- **Problem**
Pick out every line of the records below that contains the word "office", and copy each such line in full. Matching is case-sensitive.

[Records from a dataset]
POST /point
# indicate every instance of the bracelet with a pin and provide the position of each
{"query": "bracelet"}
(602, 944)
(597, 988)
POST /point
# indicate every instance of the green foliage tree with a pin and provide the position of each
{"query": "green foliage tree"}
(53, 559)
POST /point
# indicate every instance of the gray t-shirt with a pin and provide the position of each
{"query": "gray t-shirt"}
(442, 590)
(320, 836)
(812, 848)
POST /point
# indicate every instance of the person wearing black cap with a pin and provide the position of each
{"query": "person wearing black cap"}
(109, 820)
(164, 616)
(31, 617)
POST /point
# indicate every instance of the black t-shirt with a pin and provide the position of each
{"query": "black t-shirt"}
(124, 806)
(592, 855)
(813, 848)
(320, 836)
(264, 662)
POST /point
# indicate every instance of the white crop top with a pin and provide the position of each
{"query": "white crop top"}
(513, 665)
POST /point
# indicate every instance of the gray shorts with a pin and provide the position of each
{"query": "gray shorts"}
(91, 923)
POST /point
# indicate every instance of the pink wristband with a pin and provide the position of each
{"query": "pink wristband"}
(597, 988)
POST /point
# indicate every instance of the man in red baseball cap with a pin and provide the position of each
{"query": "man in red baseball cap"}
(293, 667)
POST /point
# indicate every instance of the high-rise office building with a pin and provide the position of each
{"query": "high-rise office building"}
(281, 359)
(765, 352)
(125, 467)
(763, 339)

- **Answer in full**
# indicate every instance of the high-rise office building with a pin and provide the position of each
{"query": "high-rise office building"}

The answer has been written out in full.